Exercise text:
· · · ·

October 30, 2018
Every year, the MEMS & Sensors Industry Group (MSIG) puts out a call for new, innovative gadgets that show off the latest capabilities of devices including accelerometers, gyroscopes, and microphones.
This year, MSIG selected five gadgets to show off at its annual Executive Congress, held this week in Napa, Calif. They included chip-scale gas sensors from N5 Sensors; a behind-the-ear wearable concussion and biometric monitor from SportFitz; and hockey skates with built in sensors for tracking the way a skater moves, plus smart-phone-based analytics for judging the quality of the movement, from Scorched Ice.
For me, though, one of the standouts was NXP Semiconductor’s package abuse tracker, probably because it could be used to answer a question we’ve all asked ourselves when a bashed-up package is delivered: “What in the world happened?”
NXP Semiconductor’s Sahil Choudhary pitched the gadget as an “asset tracking technology,” but it doesn’t so much tell you where a package is, as much as how it’s being treated—that is, dropped, tossed, flipped around, or otherwise roughly handled. The current design, Choudhary said, includes nine-axis motion sensing, a pressure sensor, a low-power microcontroller, an SD card, and a battery; these are enough to keep a log of what happens to the package and when. Future generations, he expects, would include NFC communications so the data could be read by scanning, instead of by removing the SD card and inserting it into a computer.
The bad news? It’s got a bit of a way to go before becoming a product. Choudhary said NXP Semiconductor is just planning to offer reference designs, in hopes that the gadget will be manufactured by others, perhaps the kinds of companies that make RFID tags for tracking.

· · · ·

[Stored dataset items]
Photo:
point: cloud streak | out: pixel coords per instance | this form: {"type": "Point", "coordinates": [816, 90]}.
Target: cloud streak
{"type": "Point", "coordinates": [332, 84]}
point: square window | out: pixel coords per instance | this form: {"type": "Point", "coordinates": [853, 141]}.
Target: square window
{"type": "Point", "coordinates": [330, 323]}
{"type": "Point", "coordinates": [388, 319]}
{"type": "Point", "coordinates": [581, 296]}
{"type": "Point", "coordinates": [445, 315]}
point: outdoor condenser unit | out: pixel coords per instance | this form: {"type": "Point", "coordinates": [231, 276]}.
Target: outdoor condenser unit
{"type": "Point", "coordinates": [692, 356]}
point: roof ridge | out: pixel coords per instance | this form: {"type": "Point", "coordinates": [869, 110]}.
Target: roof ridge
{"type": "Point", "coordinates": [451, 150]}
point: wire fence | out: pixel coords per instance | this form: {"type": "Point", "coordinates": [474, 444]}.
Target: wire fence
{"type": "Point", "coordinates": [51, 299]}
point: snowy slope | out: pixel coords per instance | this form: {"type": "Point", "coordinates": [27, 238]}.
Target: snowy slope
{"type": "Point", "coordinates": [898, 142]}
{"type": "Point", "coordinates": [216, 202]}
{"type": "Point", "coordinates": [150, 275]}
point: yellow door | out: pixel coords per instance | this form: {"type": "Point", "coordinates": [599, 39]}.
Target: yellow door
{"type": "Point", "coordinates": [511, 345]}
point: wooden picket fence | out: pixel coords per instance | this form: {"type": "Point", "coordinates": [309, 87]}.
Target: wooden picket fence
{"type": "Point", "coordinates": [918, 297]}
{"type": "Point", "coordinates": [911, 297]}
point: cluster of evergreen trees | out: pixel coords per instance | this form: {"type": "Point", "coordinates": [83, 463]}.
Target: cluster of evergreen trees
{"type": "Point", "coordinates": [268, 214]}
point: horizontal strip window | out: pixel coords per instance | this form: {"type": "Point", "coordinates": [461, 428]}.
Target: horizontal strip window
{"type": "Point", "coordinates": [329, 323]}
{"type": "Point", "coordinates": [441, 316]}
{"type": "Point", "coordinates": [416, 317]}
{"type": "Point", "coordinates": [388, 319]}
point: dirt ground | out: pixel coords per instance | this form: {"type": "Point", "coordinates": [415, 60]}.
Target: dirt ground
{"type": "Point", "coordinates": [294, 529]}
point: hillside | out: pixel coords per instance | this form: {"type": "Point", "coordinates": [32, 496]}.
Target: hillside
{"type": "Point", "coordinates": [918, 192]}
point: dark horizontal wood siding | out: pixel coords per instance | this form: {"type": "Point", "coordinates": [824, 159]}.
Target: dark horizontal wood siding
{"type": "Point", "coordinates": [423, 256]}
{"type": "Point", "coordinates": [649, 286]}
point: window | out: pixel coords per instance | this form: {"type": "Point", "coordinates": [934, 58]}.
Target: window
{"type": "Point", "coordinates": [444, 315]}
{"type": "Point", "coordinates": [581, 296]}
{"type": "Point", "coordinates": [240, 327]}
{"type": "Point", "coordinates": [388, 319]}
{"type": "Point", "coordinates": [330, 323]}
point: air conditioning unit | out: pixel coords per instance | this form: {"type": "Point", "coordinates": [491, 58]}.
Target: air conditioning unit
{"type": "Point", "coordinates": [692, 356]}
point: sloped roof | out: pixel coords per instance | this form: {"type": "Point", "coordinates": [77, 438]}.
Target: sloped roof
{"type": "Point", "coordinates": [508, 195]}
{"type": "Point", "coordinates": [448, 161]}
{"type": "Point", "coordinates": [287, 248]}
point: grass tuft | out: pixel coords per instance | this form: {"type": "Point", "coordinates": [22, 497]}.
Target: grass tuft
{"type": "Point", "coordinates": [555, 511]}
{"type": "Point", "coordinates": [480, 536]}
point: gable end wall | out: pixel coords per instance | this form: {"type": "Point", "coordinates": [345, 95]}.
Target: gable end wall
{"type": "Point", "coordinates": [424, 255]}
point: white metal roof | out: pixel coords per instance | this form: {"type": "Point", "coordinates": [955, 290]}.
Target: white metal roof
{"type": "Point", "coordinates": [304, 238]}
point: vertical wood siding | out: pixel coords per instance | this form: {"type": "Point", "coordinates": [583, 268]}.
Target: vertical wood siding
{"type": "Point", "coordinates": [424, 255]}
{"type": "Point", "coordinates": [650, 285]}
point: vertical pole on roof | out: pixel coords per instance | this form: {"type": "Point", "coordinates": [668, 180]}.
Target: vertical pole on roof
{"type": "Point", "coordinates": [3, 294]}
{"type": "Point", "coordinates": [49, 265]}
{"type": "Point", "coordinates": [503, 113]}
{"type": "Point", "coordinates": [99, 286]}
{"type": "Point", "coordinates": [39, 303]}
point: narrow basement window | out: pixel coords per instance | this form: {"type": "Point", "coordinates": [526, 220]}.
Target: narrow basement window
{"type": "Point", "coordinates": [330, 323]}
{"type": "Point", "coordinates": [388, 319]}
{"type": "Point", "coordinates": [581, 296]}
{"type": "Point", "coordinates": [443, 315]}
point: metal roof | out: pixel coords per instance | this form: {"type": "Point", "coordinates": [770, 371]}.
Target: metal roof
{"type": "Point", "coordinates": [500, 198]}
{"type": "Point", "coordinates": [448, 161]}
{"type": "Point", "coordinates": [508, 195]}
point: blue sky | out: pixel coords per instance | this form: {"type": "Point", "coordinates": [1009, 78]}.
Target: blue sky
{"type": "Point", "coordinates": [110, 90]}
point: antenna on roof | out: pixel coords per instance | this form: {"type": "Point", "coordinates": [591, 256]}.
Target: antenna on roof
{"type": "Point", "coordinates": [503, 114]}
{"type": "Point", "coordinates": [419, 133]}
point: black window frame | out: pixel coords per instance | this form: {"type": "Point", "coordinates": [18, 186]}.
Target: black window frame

· · · ·

Required tasks:
[1] Answer these questions from the sensor gadget article:
(a) Where was MSIG's annual Executive Congress held?
(b) What communications feature does Choudhary expect future generations of the package tracker to include?
(c) What does NXP Semiconductor plan to offer for the gadget?
[2] Copy word for word the passage of the sensor gadget article from "The bad news?" to "tags for tracking.".

Solutions per task:
[1]
(a) Napa, Calif.
(b) NFC communications
(c) Reference designs

[2]
The bad news? It’s got a bit of a way to go before becoming a product. Choudhary said NXP Semiconductor is just planning to offer reference designs, in hopes that the gadget will be manufactured by others, perhaps the kinds of companies that make RFID tags for tracking.